===== Supplied passage =====

I think John has a point. ESO instruments were capable of producing higher data rates than could be stored or processed, especially for infrared instruments. For instance, burst mode in the mid-infrared was limited to very short sequences. Either you process data on the fly and forget about saving the raw data, or you limit the data rate to values the network can cope with. Radio astronomy is a case in point, where the wide bandwidths and aperture arrays are pushing the data envelopes. Data storage and data processing are not the same thing, but the combination has been a major constraining factor for quite some time and I expect, will continue to do so.
This provides some interesting numbers. Note that a) this is just 1 per cent of SKA and b) in the first 6 hours it will have more data than all previous radio astronomy combined. (I am reminded of reading somewhere that all radiation ever collected and used for radio astronomy has less energy than a single snowflake; that might have to be revised in the future.)

=====

▸ **Brief A**
In the passage on astronomy data rates, what was burst mode in the mid-infrared limited to?
▸ **Brief B**
Condense the paragraph of the passage on astronomy data rates that begins "I think John has a point" into a shorter version that keeps its main facts.

===== Given entries =====

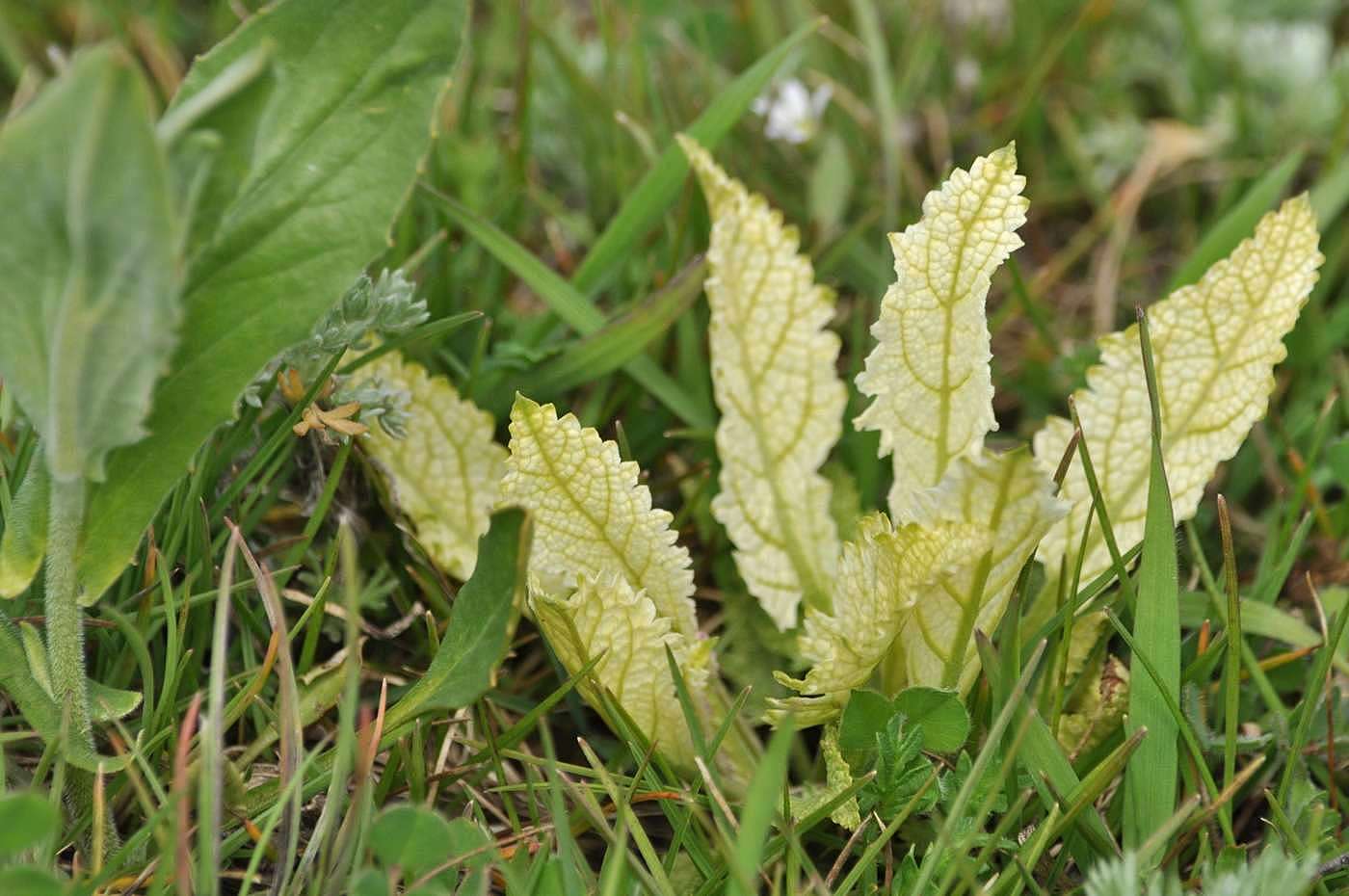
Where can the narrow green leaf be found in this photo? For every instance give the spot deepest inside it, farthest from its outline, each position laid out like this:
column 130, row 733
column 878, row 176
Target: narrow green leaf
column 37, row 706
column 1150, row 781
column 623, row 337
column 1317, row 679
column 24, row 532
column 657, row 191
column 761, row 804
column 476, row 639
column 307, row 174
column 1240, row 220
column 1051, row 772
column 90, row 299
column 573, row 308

=====
===== Given entries =====

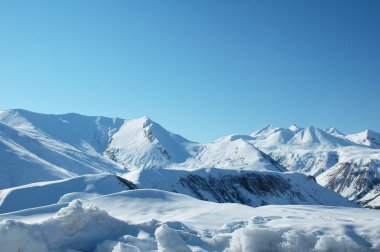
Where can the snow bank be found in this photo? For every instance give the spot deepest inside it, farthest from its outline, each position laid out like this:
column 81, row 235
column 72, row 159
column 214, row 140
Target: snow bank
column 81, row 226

=====

▸ **Response A**
Very short sequences.

▸ **Response B**
The writer agrees with John that ESO instruments, especially infrared ones, could produce data faster than it could be stored or processed. For example, mid-infrared burst mode was limited to very short sequences. The choice is either to process data on the fly without saving the raw data or to limit the data rate to what the network can handle. Radio astronomy, with its wide bandwidths and aperture arrays, is pushing these data limits. Storage and processing are different, but together they have long been a major constraint, and the writer expects them to remain one.